## Your assignment:
For the records below, output every line from the one holding "[locate] dirt path" through the final line, unaltered, and no other lines.

## Raw data:
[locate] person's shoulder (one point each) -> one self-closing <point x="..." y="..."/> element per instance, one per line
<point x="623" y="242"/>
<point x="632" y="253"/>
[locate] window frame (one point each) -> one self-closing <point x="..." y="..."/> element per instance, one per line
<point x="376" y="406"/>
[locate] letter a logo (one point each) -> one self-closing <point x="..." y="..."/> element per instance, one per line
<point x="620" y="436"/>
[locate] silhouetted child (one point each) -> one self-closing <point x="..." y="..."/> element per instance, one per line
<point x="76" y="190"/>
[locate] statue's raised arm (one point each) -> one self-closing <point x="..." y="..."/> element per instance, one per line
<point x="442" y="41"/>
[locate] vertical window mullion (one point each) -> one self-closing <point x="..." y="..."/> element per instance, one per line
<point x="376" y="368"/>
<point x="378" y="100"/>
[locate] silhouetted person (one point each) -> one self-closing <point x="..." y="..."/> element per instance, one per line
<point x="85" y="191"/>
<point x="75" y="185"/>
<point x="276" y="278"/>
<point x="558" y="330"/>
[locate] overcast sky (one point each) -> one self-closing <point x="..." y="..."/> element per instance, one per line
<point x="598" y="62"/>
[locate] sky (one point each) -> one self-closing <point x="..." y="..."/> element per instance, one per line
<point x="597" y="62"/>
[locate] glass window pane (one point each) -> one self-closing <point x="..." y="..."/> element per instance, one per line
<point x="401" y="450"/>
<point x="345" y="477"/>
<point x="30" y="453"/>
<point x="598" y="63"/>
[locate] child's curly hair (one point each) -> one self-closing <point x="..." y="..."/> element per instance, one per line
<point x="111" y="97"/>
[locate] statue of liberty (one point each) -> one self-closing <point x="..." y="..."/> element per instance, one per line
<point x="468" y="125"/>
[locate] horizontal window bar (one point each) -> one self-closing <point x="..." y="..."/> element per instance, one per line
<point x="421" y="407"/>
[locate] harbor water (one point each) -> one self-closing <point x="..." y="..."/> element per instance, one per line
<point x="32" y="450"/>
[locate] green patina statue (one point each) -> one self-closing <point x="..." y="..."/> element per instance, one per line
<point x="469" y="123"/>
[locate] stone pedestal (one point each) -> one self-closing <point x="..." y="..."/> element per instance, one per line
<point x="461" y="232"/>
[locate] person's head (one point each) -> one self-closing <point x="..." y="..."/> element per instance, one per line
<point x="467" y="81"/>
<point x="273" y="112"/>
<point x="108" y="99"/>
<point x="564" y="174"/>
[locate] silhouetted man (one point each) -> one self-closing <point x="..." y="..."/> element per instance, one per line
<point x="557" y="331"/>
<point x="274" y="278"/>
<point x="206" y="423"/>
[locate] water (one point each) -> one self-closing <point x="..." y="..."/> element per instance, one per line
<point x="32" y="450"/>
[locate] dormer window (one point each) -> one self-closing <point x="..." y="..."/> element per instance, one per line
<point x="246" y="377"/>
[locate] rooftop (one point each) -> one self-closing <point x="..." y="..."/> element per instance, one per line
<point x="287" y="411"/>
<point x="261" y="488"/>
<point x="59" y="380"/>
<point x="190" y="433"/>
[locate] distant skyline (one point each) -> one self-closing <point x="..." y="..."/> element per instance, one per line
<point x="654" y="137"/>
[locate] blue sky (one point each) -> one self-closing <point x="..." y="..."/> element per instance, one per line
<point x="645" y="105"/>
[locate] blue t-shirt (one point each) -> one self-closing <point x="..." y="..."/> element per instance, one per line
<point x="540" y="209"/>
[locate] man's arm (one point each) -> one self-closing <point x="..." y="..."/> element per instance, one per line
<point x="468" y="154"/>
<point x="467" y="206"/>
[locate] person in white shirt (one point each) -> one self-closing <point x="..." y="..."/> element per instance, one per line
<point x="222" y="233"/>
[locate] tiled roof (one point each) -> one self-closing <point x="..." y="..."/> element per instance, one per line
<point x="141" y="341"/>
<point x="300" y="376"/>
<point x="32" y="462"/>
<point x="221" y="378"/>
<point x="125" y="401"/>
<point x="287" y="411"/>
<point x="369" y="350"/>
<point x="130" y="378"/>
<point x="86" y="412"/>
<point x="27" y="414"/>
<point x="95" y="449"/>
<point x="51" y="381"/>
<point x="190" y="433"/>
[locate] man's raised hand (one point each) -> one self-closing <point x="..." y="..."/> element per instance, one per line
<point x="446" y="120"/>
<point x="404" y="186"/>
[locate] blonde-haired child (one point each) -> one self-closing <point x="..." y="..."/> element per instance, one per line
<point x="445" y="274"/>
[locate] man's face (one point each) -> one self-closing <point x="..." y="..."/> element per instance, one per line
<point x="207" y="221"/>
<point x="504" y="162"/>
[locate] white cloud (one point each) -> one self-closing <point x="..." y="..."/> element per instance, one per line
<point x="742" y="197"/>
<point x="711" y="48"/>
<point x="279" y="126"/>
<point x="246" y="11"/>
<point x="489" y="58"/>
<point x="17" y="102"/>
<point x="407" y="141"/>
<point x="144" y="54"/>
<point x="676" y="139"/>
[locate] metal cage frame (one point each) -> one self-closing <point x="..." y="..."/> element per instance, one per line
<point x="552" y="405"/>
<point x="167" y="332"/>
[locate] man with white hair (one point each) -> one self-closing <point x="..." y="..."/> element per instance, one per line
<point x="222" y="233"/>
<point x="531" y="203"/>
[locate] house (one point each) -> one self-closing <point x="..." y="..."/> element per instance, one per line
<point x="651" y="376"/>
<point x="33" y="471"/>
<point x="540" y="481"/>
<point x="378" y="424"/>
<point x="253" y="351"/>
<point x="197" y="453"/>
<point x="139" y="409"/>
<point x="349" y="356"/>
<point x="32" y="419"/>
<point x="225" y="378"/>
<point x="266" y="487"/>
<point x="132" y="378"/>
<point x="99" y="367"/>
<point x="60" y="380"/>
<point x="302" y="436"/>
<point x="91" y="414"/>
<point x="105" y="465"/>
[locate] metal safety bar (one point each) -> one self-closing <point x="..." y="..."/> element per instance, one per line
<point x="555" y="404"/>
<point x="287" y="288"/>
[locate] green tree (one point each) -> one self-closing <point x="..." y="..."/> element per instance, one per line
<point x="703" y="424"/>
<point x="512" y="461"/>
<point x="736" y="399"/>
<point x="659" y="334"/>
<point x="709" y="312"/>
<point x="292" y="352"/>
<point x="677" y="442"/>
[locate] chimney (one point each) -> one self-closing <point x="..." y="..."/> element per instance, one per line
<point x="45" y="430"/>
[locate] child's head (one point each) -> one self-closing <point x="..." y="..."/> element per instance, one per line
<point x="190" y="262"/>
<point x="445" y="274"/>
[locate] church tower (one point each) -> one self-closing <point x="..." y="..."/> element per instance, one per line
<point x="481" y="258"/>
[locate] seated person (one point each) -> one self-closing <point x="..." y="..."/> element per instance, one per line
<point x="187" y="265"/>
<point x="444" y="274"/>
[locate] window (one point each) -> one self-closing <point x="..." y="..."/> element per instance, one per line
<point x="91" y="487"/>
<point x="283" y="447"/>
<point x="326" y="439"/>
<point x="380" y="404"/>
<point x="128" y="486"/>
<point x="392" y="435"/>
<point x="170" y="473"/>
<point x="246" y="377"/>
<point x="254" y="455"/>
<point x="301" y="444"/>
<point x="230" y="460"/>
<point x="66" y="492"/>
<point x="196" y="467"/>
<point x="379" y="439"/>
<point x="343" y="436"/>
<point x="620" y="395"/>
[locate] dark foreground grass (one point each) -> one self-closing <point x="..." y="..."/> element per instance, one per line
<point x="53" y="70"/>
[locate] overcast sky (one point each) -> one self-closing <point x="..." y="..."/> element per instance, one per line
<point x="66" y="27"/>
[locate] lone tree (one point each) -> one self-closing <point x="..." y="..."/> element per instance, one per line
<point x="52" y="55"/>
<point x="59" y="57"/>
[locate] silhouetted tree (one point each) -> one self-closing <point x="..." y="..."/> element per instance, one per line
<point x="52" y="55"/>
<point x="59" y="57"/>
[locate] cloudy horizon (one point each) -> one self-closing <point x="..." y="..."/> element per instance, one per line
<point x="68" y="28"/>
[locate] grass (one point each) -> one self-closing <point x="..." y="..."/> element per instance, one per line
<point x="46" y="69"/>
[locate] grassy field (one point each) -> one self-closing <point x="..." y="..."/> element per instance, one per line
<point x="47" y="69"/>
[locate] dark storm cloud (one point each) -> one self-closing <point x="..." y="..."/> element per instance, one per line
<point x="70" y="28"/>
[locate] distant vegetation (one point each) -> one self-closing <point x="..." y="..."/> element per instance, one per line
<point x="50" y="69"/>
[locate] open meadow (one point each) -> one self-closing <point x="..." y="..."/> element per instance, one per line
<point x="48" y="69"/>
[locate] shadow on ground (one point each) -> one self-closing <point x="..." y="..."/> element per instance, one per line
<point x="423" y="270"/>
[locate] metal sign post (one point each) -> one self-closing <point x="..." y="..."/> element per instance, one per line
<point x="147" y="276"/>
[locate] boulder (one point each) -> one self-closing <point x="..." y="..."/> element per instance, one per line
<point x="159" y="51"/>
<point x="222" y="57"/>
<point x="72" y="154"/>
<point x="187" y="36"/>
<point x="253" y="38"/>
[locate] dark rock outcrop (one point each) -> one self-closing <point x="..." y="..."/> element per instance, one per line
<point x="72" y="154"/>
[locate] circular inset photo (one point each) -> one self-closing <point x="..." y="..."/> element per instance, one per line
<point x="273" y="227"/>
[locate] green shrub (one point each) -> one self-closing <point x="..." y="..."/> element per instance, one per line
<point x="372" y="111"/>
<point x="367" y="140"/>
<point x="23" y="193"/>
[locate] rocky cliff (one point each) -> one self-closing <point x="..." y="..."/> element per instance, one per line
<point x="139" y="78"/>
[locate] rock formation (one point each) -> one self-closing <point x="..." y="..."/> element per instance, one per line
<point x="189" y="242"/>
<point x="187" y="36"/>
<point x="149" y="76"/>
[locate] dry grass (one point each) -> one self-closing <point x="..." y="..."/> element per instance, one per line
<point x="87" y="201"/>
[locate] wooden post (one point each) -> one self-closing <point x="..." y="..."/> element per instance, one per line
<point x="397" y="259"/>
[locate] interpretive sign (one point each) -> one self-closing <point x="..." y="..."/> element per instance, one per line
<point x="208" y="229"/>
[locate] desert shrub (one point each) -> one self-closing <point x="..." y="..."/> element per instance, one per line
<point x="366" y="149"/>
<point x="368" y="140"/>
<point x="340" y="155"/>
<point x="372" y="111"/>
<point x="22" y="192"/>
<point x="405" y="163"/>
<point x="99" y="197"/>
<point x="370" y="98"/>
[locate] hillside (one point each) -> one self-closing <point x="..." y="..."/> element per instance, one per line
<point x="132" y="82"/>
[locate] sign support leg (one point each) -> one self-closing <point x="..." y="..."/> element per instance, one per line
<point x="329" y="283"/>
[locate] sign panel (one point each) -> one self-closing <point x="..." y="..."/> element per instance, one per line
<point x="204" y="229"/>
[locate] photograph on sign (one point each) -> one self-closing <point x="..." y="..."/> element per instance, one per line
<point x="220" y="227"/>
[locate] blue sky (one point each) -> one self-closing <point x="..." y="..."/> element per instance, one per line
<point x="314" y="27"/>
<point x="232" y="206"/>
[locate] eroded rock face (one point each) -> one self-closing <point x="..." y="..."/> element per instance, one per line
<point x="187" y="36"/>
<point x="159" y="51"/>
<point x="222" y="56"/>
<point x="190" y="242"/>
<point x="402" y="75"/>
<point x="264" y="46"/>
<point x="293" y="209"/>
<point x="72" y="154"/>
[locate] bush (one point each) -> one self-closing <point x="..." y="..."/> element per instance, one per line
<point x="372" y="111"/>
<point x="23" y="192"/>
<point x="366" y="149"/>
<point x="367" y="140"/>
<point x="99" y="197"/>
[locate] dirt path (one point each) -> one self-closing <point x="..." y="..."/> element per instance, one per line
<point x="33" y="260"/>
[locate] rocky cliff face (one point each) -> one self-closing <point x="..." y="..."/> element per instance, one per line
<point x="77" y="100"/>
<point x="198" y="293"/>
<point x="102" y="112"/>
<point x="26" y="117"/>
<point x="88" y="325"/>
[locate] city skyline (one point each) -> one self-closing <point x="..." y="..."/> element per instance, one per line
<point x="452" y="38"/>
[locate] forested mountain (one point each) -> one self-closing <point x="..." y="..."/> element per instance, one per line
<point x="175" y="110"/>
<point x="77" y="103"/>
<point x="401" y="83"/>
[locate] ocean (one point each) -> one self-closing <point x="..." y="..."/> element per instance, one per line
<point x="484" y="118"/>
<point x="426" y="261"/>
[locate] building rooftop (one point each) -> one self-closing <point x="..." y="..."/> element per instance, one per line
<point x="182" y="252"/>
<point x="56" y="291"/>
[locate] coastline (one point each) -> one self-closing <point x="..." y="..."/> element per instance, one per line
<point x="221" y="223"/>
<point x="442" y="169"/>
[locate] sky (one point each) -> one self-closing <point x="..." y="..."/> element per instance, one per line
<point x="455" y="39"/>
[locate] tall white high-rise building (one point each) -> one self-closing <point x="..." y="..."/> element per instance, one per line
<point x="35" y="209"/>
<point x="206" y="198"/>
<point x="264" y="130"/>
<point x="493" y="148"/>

## Answer to this task:
[locate] dirt path (one point each) -> one self-closing <point x="..." y="..."/> element per instance, one per line
<point x="33" y="260"/>
[locate] rocky cliff face (one point each) -> one self-closing <point x="..." y="..."/> element per instance, one per line
<point x="77" y="100"/>
<point x="198" y="293"/>
<point x="102" y="112"/>
<point x="26" y="117"/>
<point x="88" y="325"/>
[locate] city skyline (one point each) -> one self-closing <point x="..." y="..."/> element per instance, one per line
<point x="452" y="38"/>
[locate] forested mountain (one point each) -> one self-closing <point x="..." y="..."/> element per instance, one per line
<point x="175" y="110"/>
<point x="77" y="103"/>
<point x="401" y="83"/>
[locate] ocean (one point each) -> one self-closing <point x="..." y="..."/> element per instance, one per line
<point x="484" y="118"/>
<point x="426" y="261"/>
[locate] building rooftop (one point each) -> one self-closing <point x="..." y="..."/> element per instance, one per line
<point x="182" y="252"/>
<point x="56" y="291"/>
[locate] coastline (one point each) -> one self-closing <point x="..." y="..."/> element per instance, one per line
<point x="221" y="223"/>
<point x="442" y="169"/>
[locate] sky (one point each) -> one self-closing <point x="..." y="..."/> element per instance, one per line
<point x="455" y="39"/>
[locate] tall white high-rise building (one point each) -> one self-closing <point x="..." y="..."/> element per instance, one per line
<point x="35" y="209"/>
<point x="206" y="198"/>
<point x="264" y="130"/>
<point x="493" y="148"/>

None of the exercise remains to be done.